[SUPPLIED MATERIAL Boundary: Start]

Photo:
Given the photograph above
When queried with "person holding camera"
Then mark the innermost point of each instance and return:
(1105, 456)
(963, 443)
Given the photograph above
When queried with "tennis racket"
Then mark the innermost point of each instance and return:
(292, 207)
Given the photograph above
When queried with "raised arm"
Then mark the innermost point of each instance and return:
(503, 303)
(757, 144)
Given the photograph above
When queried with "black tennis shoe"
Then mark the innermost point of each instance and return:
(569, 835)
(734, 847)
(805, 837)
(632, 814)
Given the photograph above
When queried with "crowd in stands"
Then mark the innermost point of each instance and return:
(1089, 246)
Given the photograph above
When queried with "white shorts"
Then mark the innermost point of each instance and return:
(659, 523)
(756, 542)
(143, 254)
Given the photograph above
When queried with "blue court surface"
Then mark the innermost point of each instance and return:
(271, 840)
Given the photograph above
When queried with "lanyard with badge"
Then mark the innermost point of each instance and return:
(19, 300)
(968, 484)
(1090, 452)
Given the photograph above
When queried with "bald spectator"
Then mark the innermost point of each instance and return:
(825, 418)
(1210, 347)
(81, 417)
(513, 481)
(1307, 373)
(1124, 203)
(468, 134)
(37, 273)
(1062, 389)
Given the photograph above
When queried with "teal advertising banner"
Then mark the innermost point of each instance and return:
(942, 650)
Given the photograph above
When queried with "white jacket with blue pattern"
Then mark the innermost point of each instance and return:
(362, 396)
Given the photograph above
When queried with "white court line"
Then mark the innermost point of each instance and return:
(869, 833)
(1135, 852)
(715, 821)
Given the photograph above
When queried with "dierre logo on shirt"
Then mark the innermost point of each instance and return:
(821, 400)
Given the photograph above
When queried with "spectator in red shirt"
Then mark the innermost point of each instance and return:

[SUPPLIED MATERIAL Boundary: End]

**TASK DIRECTIONS**
Every record above must be printed again exactly as it stands.

**RESULT OF THE EXERCISE**
Photo:
Given the photograph above
When queried with "person holding camera"
Then mark the innermost point of each instance and return:
(1105, 456)
(963, 443)
Given the photograph above
When queried with "tennis racket"
Then mark the innermost point of each instance and return:
(292, 207)
Given the photograph above
When queried with "raised arm"
Then mark the innermost point of each instance and return:
(503, 303)
(757, 144)
Given the photograph above
When queried with "black tennis shoe"
Then mark the innermost point of each instance and return:
(569, 835)
(734, 847)
(805, 837)
(632, 814)
Given the photograph above
When queried with "crowd in stands"
Then mark the innermost point of each instance and return:
(1089, 246)
Given the photograph above
When queried with "white shorts"
Then mark the innermost point of each instance and return:
(659, 523)
(756, 542)
(143, 254)
Given the photograph above
When queried with "blue court surface"
Then mark the innermost point of each instance and return:
(271, 840)
Given the photograph above
When queried with "lanyard with badge"
Then mark the innermost point of each instance and return:
(19, 300)
(968, 484)
(1090, 452)
Given the photograph above
When queried with "bald spectator"
Then mark the innermost point of each instance and return:
(825, 418)
(1210, 347)
(81, 417)
(513, 481)
(1307, 373)
(1124, 203)
(468, 134)
(37, 273)
(1062, 389)
Given the photograph above
When queried with "teal advertising banner"
Then mark the innermost point of each instance and return:
(942, 650)
Given the photograph above
When queried with "white jacket with blue pattern"
Then mark the innermost point of each instance and return:
(362, 396)
Given the photograph above
When queried with "white court line"
Then mark the innermost point of each instance and return:
(869, 833)
(1135, 852)
(715, 821)
Given the photograph above
When queried with "dierre logo on shirt"
Then mark the innermost point of each instance and return:
(821, 400)
Given the photograph above
When queried with "spectator in red shirt"
Then mark the innermost point of each instance and return:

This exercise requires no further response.